■ DATA SECTION:

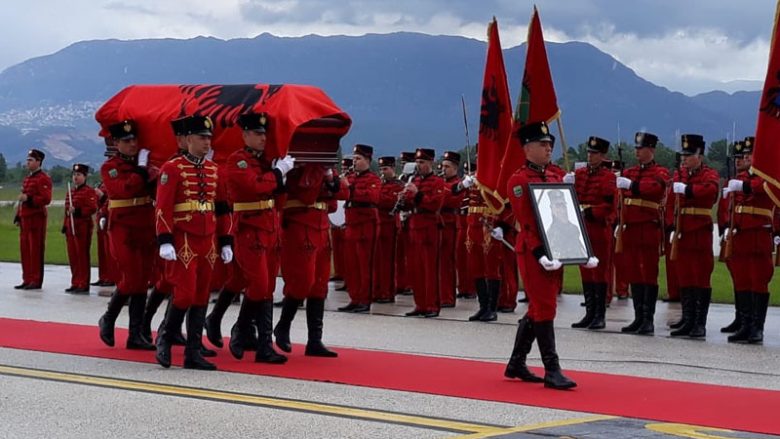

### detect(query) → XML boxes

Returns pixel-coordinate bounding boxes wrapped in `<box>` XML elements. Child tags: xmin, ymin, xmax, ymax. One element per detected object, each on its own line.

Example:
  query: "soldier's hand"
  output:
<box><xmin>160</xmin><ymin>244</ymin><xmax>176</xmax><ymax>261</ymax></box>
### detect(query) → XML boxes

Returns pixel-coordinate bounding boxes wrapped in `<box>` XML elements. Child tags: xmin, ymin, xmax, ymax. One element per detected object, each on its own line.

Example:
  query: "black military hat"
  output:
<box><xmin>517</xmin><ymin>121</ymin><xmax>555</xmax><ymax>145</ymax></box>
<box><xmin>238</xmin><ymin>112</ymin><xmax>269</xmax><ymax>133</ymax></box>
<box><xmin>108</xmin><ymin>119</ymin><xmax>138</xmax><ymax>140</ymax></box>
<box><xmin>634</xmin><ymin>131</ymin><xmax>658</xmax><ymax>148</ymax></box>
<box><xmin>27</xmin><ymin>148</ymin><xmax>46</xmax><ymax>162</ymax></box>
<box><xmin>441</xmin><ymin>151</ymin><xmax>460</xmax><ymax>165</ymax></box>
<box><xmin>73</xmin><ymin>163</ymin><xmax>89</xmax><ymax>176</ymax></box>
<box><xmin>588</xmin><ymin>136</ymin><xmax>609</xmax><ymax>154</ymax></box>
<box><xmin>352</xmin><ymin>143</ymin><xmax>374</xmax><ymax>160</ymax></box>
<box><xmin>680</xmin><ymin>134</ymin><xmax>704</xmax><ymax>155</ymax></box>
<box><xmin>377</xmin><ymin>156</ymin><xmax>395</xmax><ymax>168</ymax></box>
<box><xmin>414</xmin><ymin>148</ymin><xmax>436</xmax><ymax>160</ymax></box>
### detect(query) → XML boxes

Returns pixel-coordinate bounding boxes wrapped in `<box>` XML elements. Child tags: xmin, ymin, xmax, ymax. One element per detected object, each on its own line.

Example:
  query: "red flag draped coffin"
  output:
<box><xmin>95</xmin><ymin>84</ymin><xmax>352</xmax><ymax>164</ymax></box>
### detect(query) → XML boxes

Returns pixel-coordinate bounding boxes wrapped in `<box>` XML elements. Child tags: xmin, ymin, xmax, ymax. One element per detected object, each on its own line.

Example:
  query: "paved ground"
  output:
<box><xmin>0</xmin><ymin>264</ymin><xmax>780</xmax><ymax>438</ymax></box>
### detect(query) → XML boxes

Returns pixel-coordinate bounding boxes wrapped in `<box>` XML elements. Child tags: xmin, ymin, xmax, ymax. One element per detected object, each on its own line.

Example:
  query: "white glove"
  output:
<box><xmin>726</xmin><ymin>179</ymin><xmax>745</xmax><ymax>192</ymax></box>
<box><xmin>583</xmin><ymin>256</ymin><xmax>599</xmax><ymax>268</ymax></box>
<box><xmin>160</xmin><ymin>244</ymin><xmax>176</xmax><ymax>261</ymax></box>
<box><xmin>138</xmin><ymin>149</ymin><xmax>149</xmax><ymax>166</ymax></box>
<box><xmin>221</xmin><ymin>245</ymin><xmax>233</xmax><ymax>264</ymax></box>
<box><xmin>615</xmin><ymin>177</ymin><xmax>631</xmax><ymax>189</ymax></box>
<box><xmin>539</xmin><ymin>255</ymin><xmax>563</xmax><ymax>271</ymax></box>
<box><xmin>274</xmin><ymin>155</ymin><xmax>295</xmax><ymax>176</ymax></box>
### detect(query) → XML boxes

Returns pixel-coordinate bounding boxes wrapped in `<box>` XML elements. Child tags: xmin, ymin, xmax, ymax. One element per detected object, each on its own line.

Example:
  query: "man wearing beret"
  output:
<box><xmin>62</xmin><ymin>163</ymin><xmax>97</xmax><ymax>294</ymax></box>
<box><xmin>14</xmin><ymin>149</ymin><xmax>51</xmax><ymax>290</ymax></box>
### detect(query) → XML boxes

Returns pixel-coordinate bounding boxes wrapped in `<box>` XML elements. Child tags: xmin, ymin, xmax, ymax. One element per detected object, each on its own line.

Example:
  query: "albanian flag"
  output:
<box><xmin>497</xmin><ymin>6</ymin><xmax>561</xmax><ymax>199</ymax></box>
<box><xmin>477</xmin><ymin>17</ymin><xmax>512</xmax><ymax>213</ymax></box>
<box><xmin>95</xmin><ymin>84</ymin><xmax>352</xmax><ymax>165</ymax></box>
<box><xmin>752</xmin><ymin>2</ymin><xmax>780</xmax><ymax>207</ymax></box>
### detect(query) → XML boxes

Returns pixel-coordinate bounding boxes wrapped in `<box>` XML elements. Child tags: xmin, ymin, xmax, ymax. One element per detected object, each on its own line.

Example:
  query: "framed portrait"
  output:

■ TASK OBJECTIVE:
Return every line above that contains the word "flag".

■ SOLUTION:
  query: "red flag draped coffin"
  query: "albanian flag"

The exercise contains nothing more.